(Region pointing data)
━━━━━━━━━━━━━━━━

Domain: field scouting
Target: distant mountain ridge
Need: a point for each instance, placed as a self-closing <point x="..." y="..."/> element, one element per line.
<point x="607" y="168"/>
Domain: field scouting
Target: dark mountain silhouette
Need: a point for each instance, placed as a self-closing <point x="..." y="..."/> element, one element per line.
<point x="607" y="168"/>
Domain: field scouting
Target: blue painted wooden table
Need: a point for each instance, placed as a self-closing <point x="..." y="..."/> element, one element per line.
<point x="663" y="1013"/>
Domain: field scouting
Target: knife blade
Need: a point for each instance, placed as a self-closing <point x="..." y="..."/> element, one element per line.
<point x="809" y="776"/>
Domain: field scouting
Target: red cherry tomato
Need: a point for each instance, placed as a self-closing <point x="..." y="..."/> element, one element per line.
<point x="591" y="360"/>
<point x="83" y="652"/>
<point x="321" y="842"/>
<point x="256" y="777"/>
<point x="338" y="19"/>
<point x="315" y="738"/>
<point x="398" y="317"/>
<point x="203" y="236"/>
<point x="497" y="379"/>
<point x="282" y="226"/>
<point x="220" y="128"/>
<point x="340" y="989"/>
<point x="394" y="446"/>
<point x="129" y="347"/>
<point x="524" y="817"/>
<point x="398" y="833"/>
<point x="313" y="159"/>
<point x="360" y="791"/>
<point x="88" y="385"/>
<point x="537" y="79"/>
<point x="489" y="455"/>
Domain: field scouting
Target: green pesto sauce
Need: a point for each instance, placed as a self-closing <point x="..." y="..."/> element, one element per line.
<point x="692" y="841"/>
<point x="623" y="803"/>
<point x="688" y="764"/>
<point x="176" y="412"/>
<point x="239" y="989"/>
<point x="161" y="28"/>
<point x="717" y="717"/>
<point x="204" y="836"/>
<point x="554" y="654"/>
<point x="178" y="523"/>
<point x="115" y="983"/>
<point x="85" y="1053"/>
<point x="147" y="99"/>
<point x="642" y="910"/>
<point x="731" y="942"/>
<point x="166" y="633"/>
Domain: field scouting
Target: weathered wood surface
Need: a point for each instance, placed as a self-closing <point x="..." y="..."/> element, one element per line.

━━━━━━━━━━━━━━━━

-- Problem requirements --
Filter the entries down to the lines holding the string "mountain". Copy each of those lines.

-- Answer to the problem --
Target: distant mountain ridge
Target: dark mountain silhouette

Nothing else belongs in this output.